Are Anti-Mule Ops Breaking The Bank Fraud Kill Chain?

Mules are the “last mile” in many online fraud operations: the unwitting dupes, or witting co-conspirators who lend their legitimate bank account (and reputation) to fraudsters who are looking for a way to cash out funds from a compromised account. Mules – often lured with promises of “work-from-home” riches receive fraudulent transactions, then immediately withdraw the funds and wire them to the fraudsters, minus a healthy “commission.”

FBI Mules
FBI agents booking money mules in a 2010 crackdown. (Photo courtesy of the FBI.)

 

In recent years, there has been ample coverage in the media of cyber crime and fraud and the role of money mules in scams. (I note Brian Krebs excellent reporting on the mule problem on his blog.)  And yet, the supply of mules seems to be endless. Or is it? According to researchers at the security firm RSA, bank account cash-out attacks are becoming less common online, and a sharp increase in busts on money mules may be the cause.

[Spatial localization data]
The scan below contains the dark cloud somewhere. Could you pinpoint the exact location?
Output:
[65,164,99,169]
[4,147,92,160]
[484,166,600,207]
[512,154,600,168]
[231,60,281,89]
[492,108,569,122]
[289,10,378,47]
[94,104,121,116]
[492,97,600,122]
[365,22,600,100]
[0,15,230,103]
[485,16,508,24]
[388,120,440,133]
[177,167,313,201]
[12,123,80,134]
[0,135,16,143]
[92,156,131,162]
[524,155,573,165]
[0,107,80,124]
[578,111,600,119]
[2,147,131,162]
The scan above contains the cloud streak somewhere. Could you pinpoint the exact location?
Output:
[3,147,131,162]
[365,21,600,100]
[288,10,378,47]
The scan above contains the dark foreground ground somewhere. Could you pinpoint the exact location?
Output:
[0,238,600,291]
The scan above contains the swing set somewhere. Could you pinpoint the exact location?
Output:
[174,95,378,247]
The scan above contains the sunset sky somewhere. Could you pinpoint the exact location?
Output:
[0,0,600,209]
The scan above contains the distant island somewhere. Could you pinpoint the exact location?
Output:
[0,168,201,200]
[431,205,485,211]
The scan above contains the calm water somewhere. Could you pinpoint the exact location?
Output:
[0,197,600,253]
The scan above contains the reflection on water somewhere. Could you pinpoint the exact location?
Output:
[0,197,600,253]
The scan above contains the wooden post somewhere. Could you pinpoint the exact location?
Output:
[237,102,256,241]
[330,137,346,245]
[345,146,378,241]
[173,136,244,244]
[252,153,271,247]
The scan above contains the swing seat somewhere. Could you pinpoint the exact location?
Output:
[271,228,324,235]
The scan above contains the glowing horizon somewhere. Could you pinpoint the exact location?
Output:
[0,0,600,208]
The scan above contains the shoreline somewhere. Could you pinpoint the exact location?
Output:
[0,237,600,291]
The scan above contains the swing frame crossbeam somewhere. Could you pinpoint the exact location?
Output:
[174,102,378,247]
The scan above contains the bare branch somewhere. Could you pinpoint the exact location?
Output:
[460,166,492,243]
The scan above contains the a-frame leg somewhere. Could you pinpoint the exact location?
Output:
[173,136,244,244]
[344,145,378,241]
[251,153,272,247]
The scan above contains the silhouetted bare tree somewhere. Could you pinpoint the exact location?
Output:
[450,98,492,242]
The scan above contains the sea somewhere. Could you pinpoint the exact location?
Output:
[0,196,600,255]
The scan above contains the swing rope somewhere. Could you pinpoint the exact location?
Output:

— EXERCISE BRIEF —
Reproduce the passage of the money-mule article that begins with the words "In recent years, there" and ends after the words "be the cause.".

— EXERCISE OUTPUT —
In recent years, there has been ample coverage in the media of cyber crime and fraud and the role of money mules in scams. (I note Brian Krebs excellent reporting on the mule problem on his blog.)  And yet, the supply of mules seems to be endless. Or is it? According to researchers at the security firm RSA, bank account cash-out attacks are becoming less common online, and a sharp increase in busts on money mules may be the cause.